### Exercise details
Could you reproduce every record below exactly, excluding all pictures?
** Source information follows **
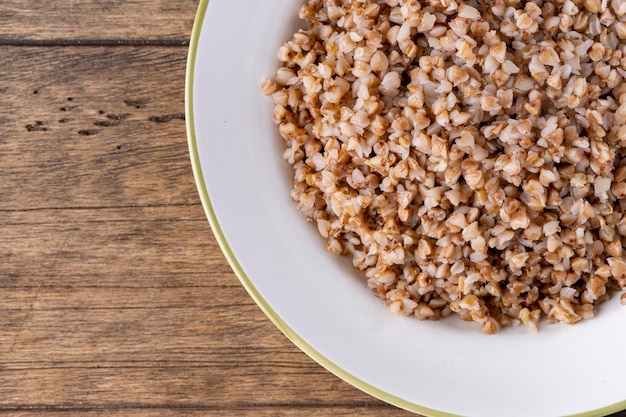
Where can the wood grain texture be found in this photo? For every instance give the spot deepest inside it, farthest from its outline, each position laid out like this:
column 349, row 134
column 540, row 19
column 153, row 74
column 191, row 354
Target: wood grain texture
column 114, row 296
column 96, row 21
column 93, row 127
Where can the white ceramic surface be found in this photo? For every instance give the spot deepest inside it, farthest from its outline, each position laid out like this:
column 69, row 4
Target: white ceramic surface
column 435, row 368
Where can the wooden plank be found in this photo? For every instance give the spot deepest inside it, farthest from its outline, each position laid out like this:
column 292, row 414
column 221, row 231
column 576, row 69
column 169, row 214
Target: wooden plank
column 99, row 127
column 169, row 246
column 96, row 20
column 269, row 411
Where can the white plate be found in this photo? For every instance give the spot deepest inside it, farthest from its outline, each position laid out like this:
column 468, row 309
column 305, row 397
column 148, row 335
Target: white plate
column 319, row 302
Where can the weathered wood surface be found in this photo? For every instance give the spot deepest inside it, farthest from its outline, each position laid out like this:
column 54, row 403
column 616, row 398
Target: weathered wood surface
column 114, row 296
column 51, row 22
** End of Source information **
### Solution to the exercise
Where can the wood grain texture be found in this photo? For every instance give the spot deepest inside it, farthest from its outline, each position laid out like this:
column 349, row 134
column 540, row 19
column 153, row 74
column 191, row 354
Target: wood grain texture
column 114, row 296
column 96, row 21
column 93, row 127
Where can the white ceramic surface be found in this photo? For every instance give the spot deepest inside it, farthest from its outline, each position laid out like this:
column 69, row 4
Target: white ceramic surface
column 435, row 368
Where can the wooden plank be found in this photo? For every instance give the spot deepest inside it, farthest from its outline, each position laid out like this:
column 292, row 414
column 221, row 231
column 576, row 69
column 169, row 214
Target: wooden plank
column 99, row 127
column 169, row 246
column 96, row 20
column 269, row 411
Where can the white plate be found in this photo? For every instance give the spot deepest inside it, farthest from its outline, each position laid out like this:
column 468, row 309
column 305, row 397
column 148, row 335
Target: white plate
column 319, row 302
Where can the weathered wood surface be found in this photo? For every instance give the spot deepest inside it, farthest from its outline, each position laid out like this:
column 54, row 403
column 616, row 398
Target: weathered wood surface
column 114, row 296
column 51, row 22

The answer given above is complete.